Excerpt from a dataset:
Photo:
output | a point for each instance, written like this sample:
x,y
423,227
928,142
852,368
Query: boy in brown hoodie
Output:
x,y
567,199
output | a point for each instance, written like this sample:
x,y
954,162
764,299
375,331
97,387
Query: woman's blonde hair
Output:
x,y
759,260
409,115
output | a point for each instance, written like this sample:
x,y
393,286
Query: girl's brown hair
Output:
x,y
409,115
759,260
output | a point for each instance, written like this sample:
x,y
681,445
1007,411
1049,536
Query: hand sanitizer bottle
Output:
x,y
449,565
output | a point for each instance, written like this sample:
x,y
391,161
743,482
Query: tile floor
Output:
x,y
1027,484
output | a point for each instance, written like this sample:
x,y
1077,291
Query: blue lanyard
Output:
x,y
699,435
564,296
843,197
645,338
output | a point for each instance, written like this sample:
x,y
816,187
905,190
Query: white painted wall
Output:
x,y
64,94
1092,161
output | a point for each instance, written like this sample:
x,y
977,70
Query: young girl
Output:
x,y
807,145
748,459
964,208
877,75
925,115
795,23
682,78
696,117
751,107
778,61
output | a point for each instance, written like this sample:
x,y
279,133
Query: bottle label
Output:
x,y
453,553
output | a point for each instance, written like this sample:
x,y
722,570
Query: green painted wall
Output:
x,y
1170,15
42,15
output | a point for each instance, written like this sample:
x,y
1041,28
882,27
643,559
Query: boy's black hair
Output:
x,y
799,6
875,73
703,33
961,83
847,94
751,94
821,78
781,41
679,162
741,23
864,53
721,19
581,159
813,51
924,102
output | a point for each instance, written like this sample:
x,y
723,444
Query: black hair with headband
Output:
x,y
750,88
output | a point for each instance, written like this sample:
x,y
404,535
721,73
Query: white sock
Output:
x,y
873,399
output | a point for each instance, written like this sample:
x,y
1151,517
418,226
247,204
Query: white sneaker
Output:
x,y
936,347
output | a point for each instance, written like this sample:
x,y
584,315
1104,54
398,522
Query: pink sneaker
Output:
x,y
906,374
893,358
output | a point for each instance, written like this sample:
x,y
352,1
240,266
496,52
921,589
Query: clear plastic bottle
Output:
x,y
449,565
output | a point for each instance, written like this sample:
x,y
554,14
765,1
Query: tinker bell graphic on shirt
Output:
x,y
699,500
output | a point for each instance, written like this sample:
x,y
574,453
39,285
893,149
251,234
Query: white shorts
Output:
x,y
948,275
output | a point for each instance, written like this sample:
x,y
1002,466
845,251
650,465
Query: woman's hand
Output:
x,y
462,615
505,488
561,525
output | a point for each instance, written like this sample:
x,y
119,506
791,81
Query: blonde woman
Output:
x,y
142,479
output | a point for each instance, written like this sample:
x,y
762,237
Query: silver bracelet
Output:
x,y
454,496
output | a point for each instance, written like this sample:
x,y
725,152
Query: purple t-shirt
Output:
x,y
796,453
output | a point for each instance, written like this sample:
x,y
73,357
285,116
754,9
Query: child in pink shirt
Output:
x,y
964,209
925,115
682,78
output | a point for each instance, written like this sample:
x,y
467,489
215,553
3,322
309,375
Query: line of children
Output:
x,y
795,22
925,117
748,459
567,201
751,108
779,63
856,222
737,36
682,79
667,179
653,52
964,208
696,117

--

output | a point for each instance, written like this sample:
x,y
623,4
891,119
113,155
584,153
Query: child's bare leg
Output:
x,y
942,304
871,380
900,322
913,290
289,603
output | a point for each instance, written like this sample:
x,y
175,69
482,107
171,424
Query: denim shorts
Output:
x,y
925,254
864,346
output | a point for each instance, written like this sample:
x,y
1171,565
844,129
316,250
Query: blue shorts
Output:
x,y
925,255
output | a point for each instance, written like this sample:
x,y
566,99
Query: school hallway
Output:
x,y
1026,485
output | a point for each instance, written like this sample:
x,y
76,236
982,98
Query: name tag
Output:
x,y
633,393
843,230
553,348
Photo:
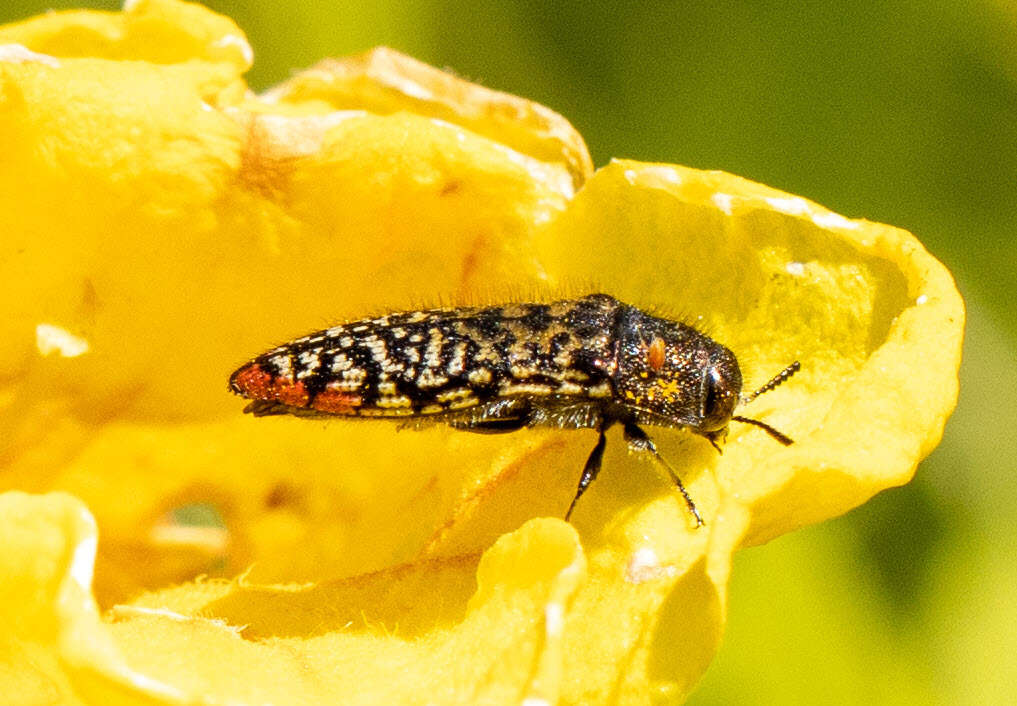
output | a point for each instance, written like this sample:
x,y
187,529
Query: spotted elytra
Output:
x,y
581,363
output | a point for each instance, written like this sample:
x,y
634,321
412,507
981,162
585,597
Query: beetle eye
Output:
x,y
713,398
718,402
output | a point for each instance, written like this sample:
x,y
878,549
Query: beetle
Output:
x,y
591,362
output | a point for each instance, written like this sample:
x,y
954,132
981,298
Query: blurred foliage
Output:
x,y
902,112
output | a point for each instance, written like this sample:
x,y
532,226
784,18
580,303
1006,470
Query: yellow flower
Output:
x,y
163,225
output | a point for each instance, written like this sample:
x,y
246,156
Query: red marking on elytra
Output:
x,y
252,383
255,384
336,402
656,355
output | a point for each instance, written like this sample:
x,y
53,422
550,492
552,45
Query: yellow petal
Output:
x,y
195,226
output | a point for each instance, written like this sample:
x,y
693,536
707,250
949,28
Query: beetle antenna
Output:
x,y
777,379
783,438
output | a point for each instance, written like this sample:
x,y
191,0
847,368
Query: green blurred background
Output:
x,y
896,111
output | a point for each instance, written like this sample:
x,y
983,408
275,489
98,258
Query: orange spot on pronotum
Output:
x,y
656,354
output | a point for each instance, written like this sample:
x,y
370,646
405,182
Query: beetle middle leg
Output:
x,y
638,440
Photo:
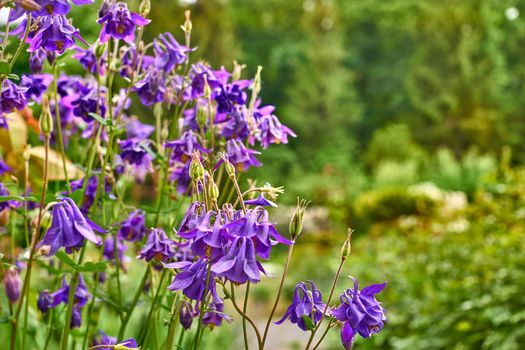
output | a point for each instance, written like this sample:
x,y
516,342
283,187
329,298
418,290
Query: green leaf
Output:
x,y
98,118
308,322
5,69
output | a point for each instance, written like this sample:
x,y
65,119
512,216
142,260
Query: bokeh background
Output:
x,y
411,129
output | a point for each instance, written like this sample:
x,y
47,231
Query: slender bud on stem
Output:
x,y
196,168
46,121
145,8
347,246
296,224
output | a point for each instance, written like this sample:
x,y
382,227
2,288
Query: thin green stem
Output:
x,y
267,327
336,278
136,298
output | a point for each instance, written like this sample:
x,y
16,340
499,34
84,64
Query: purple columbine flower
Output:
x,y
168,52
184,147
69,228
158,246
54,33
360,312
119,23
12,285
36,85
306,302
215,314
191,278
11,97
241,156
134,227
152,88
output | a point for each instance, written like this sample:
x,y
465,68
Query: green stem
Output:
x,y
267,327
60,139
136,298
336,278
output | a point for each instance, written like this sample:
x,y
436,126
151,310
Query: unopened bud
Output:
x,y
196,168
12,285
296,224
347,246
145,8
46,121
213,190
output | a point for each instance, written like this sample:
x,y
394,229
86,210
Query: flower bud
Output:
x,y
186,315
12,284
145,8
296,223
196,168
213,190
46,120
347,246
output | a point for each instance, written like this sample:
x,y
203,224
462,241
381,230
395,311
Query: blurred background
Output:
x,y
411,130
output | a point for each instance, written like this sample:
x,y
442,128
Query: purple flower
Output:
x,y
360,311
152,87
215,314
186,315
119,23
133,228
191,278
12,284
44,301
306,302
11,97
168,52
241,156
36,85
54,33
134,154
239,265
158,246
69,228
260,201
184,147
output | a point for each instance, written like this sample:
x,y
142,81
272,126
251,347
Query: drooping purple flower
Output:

...

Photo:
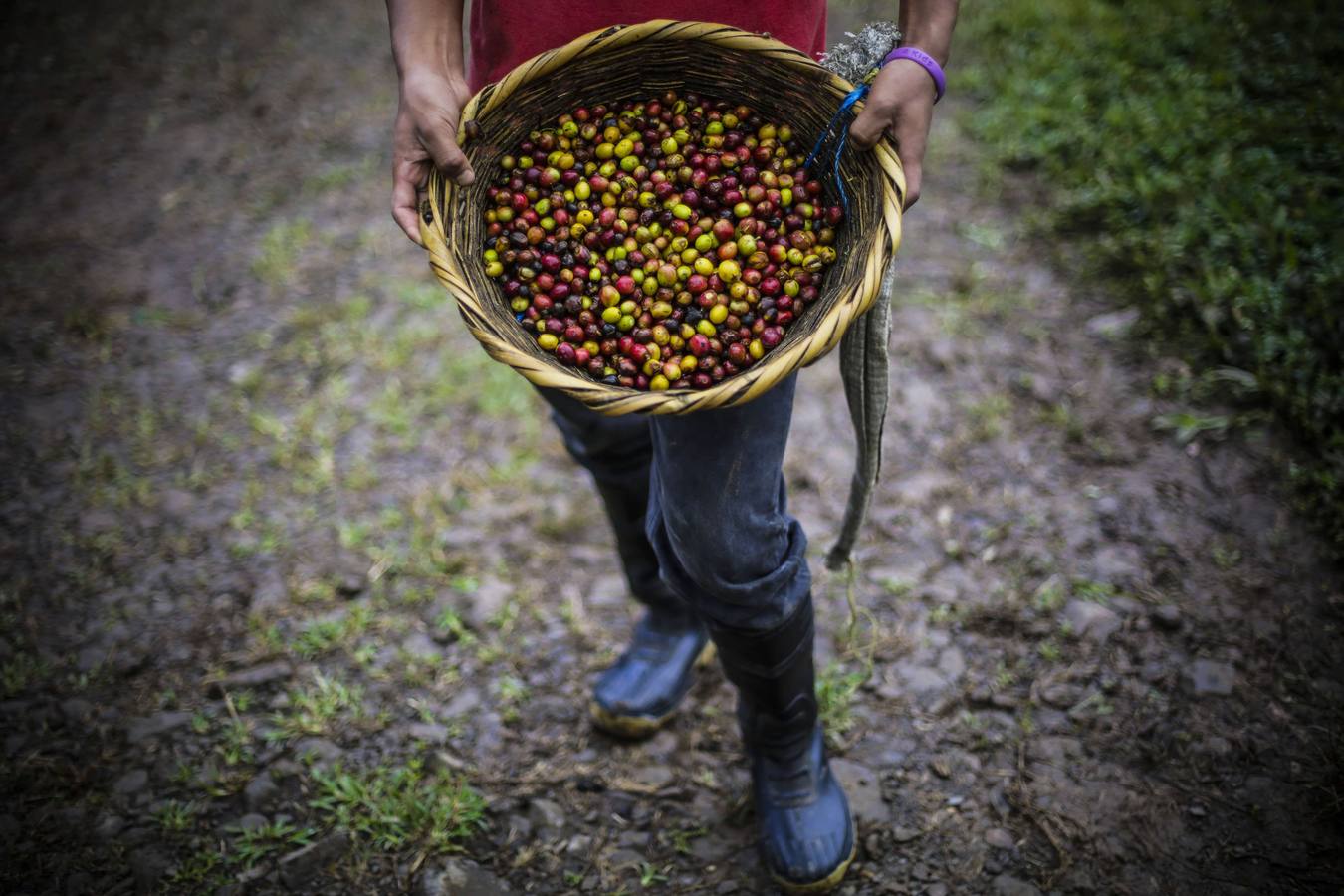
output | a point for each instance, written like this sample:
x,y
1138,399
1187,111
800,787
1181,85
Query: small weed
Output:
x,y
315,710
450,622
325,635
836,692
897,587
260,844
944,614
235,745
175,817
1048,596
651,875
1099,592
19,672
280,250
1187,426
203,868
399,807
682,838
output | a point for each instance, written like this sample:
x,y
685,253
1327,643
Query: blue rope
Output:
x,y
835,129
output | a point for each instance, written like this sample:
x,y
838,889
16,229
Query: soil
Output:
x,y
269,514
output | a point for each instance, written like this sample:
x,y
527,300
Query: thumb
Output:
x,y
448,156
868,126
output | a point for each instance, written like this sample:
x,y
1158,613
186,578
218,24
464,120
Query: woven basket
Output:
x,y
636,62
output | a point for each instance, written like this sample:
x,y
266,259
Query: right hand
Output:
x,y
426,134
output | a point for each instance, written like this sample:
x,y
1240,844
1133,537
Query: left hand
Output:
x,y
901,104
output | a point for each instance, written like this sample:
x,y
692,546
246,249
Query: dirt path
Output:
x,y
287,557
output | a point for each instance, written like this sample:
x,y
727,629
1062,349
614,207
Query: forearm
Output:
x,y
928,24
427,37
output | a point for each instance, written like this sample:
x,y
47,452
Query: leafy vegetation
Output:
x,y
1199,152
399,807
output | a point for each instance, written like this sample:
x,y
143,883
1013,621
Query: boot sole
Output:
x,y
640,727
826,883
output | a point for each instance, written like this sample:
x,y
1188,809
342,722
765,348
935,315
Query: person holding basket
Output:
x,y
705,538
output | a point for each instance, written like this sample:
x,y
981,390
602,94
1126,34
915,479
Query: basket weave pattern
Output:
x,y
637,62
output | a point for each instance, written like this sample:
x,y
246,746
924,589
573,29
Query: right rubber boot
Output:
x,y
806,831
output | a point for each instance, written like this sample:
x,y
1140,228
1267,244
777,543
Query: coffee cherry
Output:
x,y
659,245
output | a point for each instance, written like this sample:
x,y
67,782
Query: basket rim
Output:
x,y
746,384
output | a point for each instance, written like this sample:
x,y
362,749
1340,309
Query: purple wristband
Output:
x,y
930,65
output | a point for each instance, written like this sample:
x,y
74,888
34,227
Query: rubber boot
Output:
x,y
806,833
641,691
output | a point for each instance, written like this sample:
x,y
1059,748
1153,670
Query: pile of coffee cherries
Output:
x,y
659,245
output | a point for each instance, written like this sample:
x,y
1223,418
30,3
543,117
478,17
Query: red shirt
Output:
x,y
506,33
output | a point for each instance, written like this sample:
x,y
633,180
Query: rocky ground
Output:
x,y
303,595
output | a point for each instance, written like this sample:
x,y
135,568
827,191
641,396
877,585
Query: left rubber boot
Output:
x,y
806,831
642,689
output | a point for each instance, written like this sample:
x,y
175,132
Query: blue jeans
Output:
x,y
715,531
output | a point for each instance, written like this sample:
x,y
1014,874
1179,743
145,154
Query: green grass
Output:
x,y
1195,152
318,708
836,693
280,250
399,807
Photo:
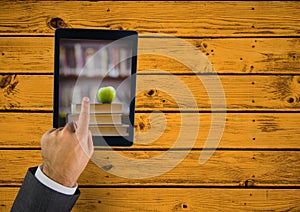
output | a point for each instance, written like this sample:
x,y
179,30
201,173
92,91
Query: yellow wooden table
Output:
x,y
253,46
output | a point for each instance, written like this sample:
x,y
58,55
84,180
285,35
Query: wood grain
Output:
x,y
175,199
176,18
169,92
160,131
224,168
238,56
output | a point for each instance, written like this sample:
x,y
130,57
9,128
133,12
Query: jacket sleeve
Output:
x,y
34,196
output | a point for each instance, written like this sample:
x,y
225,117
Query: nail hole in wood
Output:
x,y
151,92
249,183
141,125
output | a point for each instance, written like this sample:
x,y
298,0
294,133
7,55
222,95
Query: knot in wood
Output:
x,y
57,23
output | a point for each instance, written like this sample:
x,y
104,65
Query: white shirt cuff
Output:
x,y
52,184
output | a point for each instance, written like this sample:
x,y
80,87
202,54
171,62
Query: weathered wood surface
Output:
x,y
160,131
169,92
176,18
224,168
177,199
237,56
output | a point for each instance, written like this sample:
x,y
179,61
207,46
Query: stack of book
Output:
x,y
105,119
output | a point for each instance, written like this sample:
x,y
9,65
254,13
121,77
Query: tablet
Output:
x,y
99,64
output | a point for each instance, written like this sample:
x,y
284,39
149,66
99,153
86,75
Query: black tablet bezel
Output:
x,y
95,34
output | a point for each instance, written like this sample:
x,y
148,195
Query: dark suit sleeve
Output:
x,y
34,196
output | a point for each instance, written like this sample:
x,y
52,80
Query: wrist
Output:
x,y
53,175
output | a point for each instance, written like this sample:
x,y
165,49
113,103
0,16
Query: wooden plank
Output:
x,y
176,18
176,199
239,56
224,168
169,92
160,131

• _Task requirements_:
Find each line in the rows above that contains the word "blonde" and copy those lines. Case counts.

• _Solution to this exercise_:
Query: woman's blonde hair
Query: blonde woman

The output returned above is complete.